[Requirement] Where in the records does the word "navy" appear? Copy each line that holds it.

[Data provided]
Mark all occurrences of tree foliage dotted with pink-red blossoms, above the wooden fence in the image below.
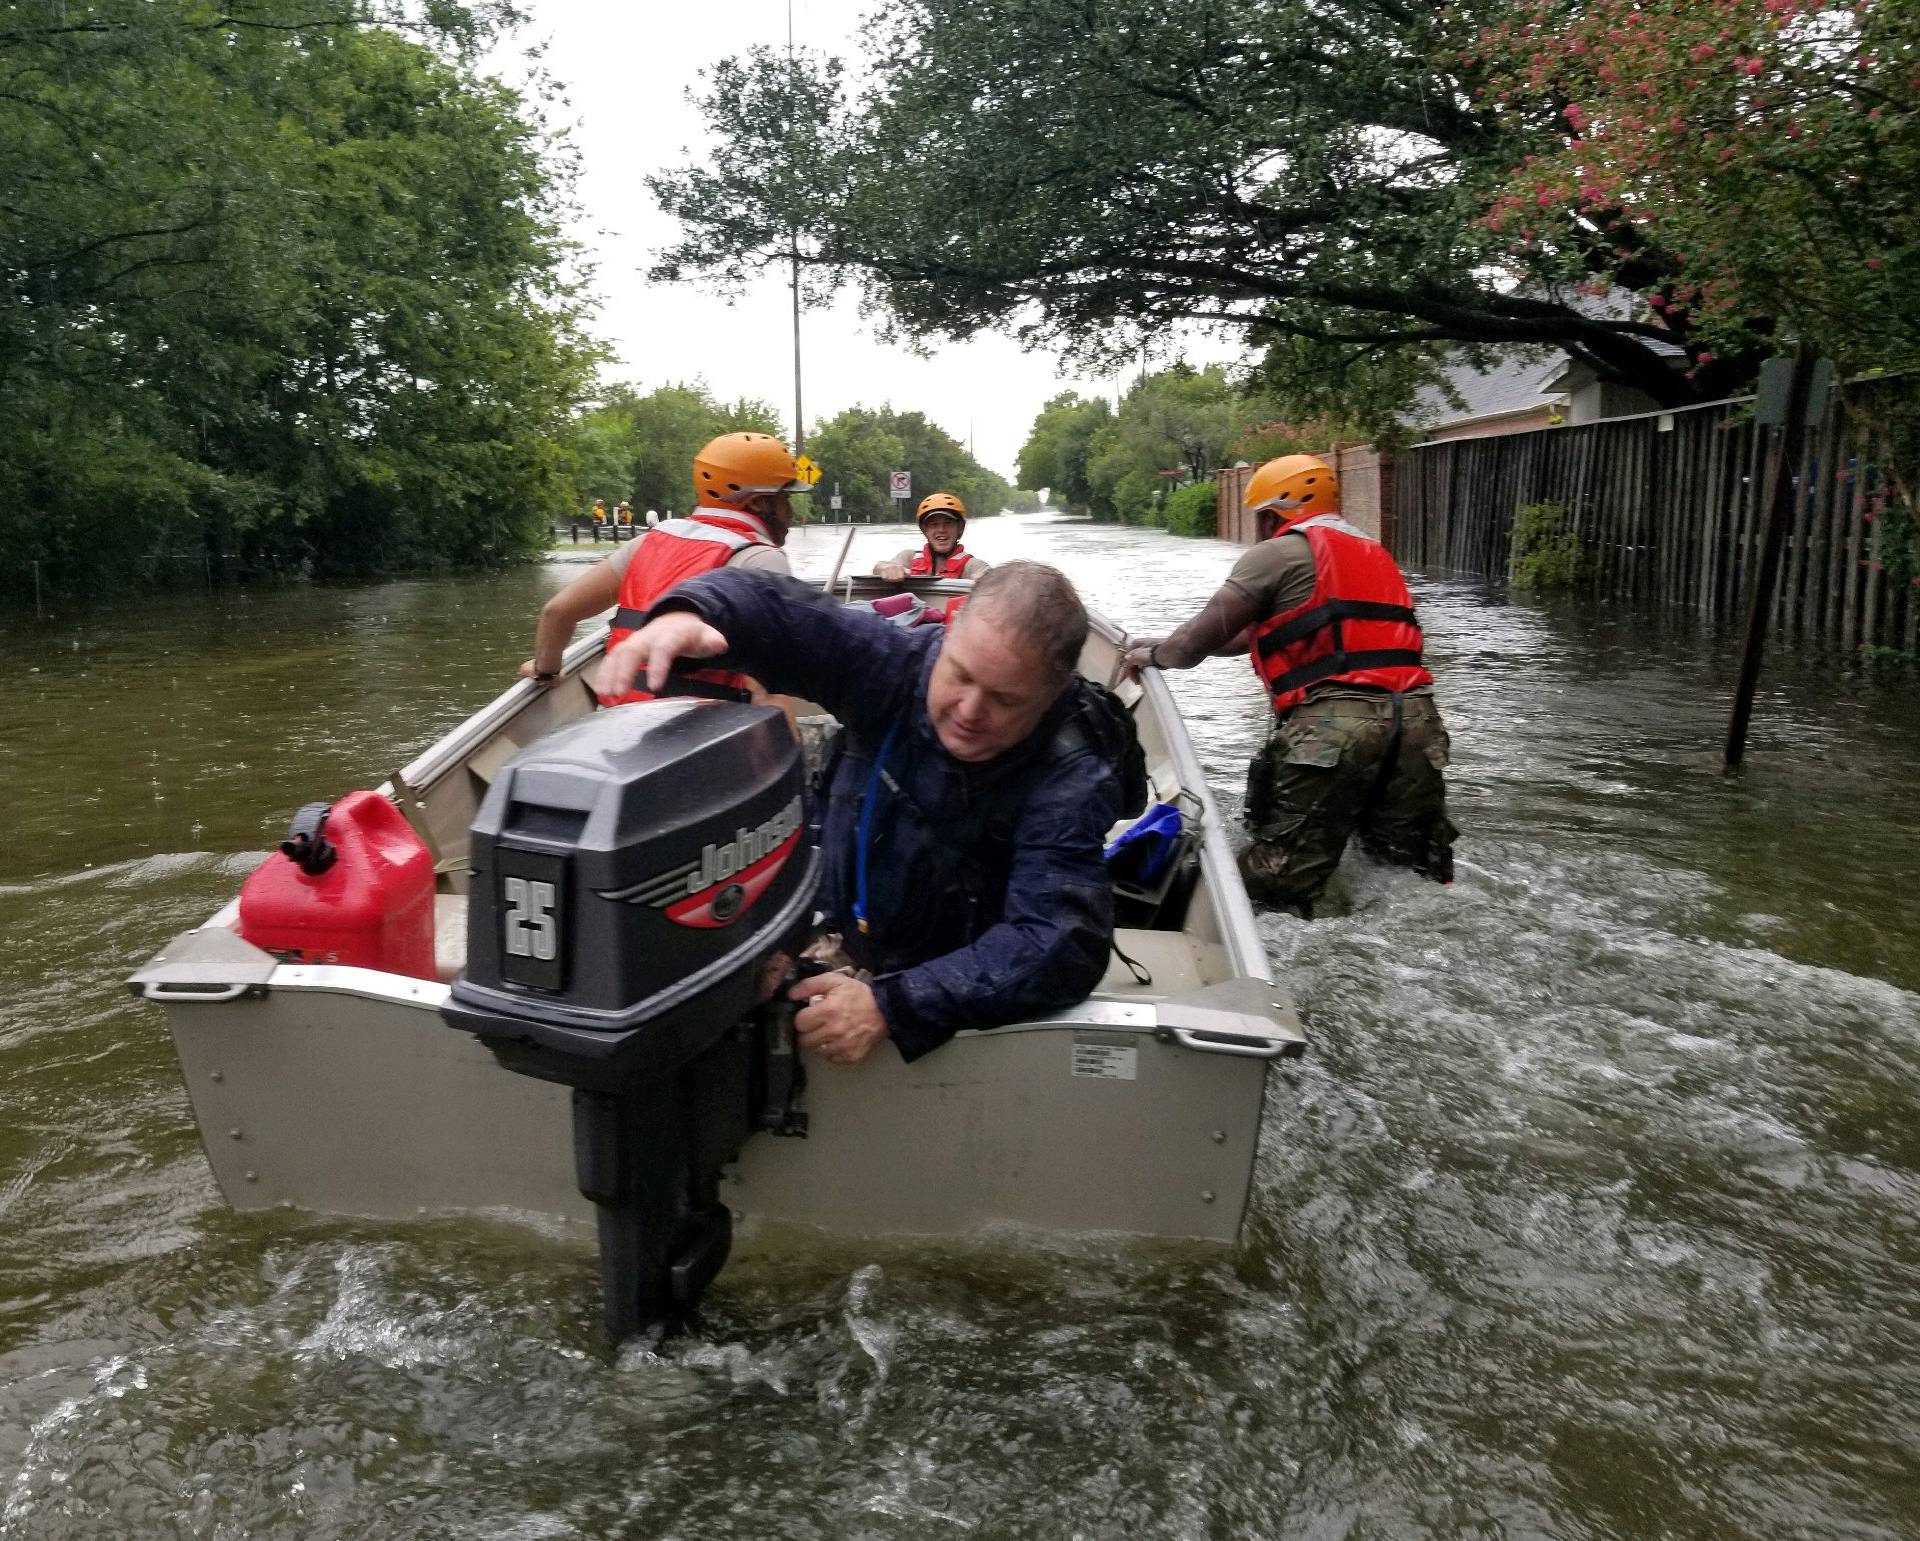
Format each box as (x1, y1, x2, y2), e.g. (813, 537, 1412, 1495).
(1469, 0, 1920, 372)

==

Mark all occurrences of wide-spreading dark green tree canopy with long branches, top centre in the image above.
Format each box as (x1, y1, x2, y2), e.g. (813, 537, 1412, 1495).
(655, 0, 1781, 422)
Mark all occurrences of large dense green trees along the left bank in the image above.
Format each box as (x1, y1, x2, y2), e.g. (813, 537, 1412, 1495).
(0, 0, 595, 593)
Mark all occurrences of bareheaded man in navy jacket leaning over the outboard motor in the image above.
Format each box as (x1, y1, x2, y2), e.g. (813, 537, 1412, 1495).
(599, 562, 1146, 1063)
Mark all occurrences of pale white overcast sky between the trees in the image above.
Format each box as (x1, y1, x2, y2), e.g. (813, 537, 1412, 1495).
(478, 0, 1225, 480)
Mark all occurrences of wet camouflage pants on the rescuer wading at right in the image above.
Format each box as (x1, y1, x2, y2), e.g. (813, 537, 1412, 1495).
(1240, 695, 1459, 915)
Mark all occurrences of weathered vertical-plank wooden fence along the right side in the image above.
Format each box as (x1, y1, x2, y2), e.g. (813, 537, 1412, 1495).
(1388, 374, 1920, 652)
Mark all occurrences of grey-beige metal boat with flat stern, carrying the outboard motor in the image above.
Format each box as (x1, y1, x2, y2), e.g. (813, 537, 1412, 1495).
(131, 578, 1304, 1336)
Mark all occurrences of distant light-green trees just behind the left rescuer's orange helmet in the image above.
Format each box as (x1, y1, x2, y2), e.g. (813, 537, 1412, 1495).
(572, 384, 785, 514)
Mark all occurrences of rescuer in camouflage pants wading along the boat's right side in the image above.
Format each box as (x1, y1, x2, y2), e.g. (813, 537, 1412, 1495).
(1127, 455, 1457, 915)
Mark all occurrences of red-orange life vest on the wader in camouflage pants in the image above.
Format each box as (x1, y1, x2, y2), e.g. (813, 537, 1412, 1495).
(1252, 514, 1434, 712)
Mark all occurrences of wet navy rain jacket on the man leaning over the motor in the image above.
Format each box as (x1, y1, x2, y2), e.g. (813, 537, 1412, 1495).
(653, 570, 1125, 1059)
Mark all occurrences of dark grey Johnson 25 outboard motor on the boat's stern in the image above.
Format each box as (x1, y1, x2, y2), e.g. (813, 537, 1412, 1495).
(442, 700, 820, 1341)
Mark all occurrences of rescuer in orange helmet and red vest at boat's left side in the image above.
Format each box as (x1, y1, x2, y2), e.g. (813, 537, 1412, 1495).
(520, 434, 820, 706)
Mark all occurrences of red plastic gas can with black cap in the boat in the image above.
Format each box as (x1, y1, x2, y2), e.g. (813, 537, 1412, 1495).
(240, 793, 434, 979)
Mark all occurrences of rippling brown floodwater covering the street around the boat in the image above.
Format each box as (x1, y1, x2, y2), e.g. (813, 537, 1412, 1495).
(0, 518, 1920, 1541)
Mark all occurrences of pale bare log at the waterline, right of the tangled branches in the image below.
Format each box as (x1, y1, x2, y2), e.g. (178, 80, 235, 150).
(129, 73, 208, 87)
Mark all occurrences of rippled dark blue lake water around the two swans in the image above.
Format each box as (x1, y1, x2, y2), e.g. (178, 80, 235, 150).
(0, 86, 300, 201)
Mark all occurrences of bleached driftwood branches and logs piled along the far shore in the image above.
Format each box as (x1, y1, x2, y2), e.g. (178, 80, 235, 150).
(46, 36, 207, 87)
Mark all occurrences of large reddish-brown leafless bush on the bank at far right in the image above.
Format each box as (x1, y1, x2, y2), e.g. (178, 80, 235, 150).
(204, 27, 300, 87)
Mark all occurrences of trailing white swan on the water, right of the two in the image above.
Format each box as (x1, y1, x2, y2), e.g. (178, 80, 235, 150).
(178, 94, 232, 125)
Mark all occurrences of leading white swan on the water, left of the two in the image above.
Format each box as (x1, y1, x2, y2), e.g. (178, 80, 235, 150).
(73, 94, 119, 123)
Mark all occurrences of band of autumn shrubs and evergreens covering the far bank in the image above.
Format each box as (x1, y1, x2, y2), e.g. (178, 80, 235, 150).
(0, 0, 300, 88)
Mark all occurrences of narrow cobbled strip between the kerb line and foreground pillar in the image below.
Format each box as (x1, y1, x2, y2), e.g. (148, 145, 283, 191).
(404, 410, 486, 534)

[Written response]
Mark all occurrences of bareheaded man in navy jacket leaning over the outboard motor in the image above.
Mark all occurrences of wet navy rain jacket on the man leaning over the motor in the image above.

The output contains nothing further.